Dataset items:

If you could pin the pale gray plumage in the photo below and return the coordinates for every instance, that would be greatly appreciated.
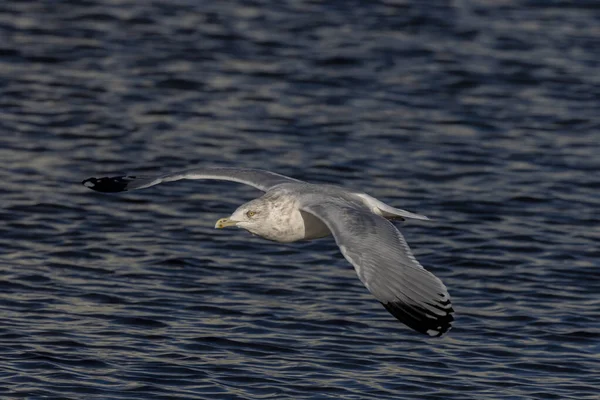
(294, 210)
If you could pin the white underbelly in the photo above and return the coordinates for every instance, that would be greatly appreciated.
(314, 228)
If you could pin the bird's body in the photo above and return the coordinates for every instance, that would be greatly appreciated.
(293, 210)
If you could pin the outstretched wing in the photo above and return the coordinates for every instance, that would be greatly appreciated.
(387, 267)
(260, 179)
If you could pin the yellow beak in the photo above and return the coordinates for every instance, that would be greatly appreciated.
(224, 223)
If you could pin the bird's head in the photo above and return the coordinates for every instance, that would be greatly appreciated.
(250, 216)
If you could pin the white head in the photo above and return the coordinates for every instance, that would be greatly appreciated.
(251, 216)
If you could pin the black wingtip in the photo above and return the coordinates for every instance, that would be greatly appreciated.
(108, 184)
(420, 319)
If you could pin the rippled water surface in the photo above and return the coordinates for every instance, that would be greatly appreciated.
(482, 115)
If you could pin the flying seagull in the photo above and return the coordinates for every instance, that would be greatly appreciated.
(292, 210)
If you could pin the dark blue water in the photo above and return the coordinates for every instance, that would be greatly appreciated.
(482, 115)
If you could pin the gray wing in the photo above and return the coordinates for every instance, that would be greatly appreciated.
(387, 267)
(260, 179)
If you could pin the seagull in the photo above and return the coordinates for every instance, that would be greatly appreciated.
(291, 210)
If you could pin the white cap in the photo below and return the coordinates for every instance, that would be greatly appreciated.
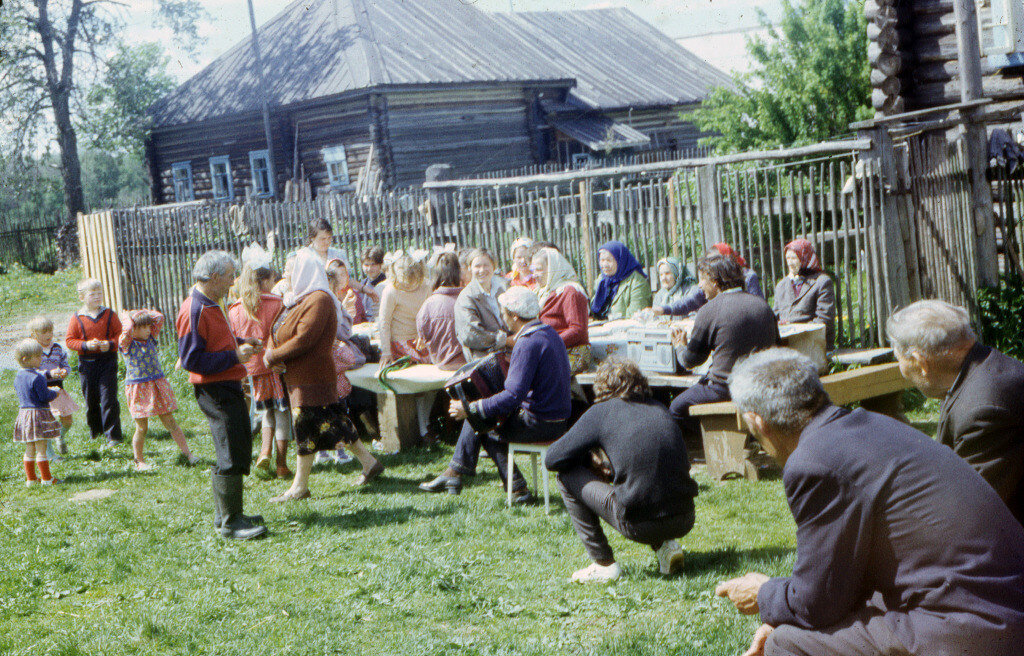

- TASK
Write out the records above again, switching every "photo" to "image" and leaving everything else unchanged. Omit the pictures from your answer.

- ANSWER
If you could pin the pale gray plumage in the image below and return the coordinates for every instance, that would be greatly appreciated.
(294, 210)
If you could pin the white underbelly in the image above and return the coordinates for every instance, that would be greatly appreciated.
(314, 228)
If you could pin the bird's body in the image above and return the coordinates for every instance, that would be greatly appreciated.
(293, 210)
If you could pin the outstretched wing in the image above and return the coordinates for every instance, that would be greatly appreciated.
(387, 267)
(260, 179)
If you could pin the yellow beak in the image above and return the coordinates for every instance, that would be greatly appreciated.
(224, 223)
If you could pin the bird's head in the image above and return the coordinates for every instance, that would be greatly appreciated.
(250, 216)
If you could pin the white head in the image above and return the coordinates for every instance, that would be greatly appreciated.
(251, 216)
If you could pin the black wingtip in the image above and return the coordinates for every instance, that would be greatly appreciated.
(108, 184)
(420, 319)
If you could pin the rippled water surface in the image above and return the coordinates for every instance, that would be greatly appreciated.
(482, 115)
If you could pin the flying seagull in the image above and return the coordinates for every instance, that would be greatly appreciated.
(292, 210)
If you could pin the dark blue water in the image above and return the coordinates for every instance, that would be greatly appreciated.
(482, 115)
If you could pin the gray wing in the image above and return the coordinates for every instance, that would be greatly appreciated.
(387, 267)
(260, 179)
If you could pin the seagull in the image above and return the coordinates for every instance, that would be greatly appreciated.
(291, 210)
If you could pin the white cap in the image below and return the coordinates for every instance, that would be greatly appreciated.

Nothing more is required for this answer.